Strasbourg,
Trendblogger-Jahrgang 2012/2013 „Welkumma en unsrem scheena Strossburi“ heißt es für mich. Der Dialekt verrät es bereits: Aus dem Herzen Frankreichs werde ich nicht schreiben. Dafür allerdings aus dem Herzen Europas: Mit ihren vielen europäischen Institutionen bezeichnet sich Straßburg nämlich selbst als „Hauptstadt Europas“. Der Job hat mich über die Grenze verschlagen und wegen der Vielfältigkeit der kulturellen Einflüsse bin ich geblieben. Beste Voraussetzung also, um nicht nur über französische sondern auch über europaweite Medientrends zu berichten.


Vom Politiker zum Lügenbaron: Der „Truth Teller“ soll Lügen von Politikern im Wahlkampf in Echtzeit entlarven

Der "Truth Teller" soll den Wahrheitsgehalt von Reden in Echtzeit überprüfen

Der „Truth Teller“ soll den Wahrheitsgehalt von Reden in Echtzeit überprüfen

Alles begann letzten Sommer auf einem Parkplatz in Iowa: Steven Ginsberg, Redakteur bei der Washington Post, hörte sich die Rede eines Politikers an. Doch während ihm Unwahrheiten in der Rede auffielen, schien der Rest des Publikums diese nicht zu bemerken. „Es müsste die Möglichkeit geben, den Zuhörern einen Fakten-Check in Echtzeit zu bieten“, dachte sich Ginsberg. Er griff zum Telefon und rief Cory Halk an – Verantwortlicher für digitale Nachrichten bei der Washington Post. Heraus kam der „Truth Teller“, so zumindest die Story. Bisher gibt es ihn nur als Prototyp. Doch das Tool verspricht Einiges: nämlich die Überprüfung von Reden auf ihren Wahrheitsgehalt in quasi Echtzeit.

Und so funktioniert der „Truth Teller“: Mithilfe der MAVIS-Technologie (Microsoft Audio Video indexing service) werden Video bzw. Audio-Aufzeichnungen in Text umgewandelt. Die so gewonnene Information wird in einen Lucene Suchindex eingespeist und dann auf Fakten überprüft. Da seltenst ganze Sätze übereinstimmen können, wird mit verschiedenen Algorithmen gearbeitet. Die Informationen werden so mit einer Datenbank abgeglichen. Stimmen die Informationen der Rede nicht mit der Datenbank überein, wird dies angezeigt. So viel zur Theorie.

## VORGEGEBENE ZEILEN

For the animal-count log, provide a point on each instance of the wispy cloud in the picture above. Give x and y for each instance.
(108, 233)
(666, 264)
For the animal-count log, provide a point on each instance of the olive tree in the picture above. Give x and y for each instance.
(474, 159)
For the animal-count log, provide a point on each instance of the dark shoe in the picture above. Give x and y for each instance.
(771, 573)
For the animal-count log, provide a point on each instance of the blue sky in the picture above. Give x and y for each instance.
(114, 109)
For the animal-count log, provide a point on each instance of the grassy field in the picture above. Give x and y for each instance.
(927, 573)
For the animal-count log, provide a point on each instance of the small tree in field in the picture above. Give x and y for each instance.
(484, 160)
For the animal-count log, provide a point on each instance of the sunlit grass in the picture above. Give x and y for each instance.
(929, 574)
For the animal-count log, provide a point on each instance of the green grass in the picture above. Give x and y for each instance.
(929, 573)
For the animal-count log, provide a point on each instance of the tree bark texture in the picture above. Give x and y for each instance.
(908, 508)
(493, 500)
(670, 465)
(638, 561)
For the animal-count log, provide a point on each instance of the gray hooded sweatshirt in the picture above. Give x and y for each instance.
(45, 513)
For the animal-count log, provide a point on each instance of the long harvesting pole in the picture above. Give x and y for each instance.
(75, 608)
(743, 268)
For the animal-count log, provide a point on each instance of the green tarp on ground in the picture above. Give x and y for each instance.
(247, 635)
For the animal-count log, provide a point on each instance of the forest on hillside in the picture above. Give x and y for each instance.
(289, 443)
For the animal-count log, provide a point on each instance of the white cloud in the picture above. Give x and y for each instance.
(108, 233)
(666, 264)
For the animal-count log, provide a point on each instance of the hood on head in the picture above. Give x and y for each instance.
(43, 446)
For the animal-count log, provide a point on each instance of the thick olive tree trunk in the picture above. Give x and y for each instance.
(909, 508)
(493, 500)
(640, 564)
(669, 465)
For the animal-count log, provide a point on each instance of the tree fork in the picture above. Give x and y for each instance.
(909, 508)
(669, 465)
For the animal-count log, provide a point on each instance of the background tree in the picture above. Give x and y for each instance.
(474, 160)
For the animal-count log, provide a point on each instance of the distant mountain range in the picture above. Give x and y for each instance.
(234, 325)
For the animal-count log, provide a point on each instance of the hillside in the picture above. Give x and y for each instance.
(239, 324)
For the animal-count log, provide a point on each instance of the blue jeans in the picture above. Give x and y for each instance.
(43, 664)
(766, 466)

## DEINE AUFGABEN
1 - Warum arbeitet der „Truth Teller“ laut dem Beitrag über das Werkzeug beim Abgleich mit verschiedenen Algorithmen? Antworte in ein bis drei Sätzen.
2 - Knüpfe an den Beitrag über den „Truth Teller“ an und schreibe ihn nach dem letzten Satz weiter.

## ANTWORTEN NACHEINANDER
1 - Der „Truth Teller“ arbeitet mit verschiedenen Algorithmen, weil ganze Sätze aus einer Rede nur sehr selten genau mit den Einträgen übereinstimmen. So lassen sich die Informationen trotzdem mit der Datenbank abgleichen.

2 -
Es ist noch viel Entwicklungsarbeit nötig

Bisher gibt es ihn nur als Prototyp und es wird schnell klar, es muss noch viel Arbeit reingesteckt werden, bevor der „Truth Teller“ in der Praxis das hält, was er verspricht – nämlich die Wahrheit zu sagen. So funktioniert die Übertragung von Audiomaterial in Textform keineswegs einwandfrei. Bei einer Rede von Obama wird beispielsweise die Aussage „even economy was growing“ (obwohl die Wirtschaft wuchs) zu „even myabe economy is wrong“ (obwohl vielleicht die Wirschaft falsch ist). Bisweilen ergeben sich auch Aussagen, die weder grammatikalisch noch inhaltlich Sinn ergeben. So wird die Liebe zu Amerika („(…) love their country“) zu „weather confer“ („Wetter gewähren“). Klar, dass ein Fakten-Check mit dieser Information sinnlos ist.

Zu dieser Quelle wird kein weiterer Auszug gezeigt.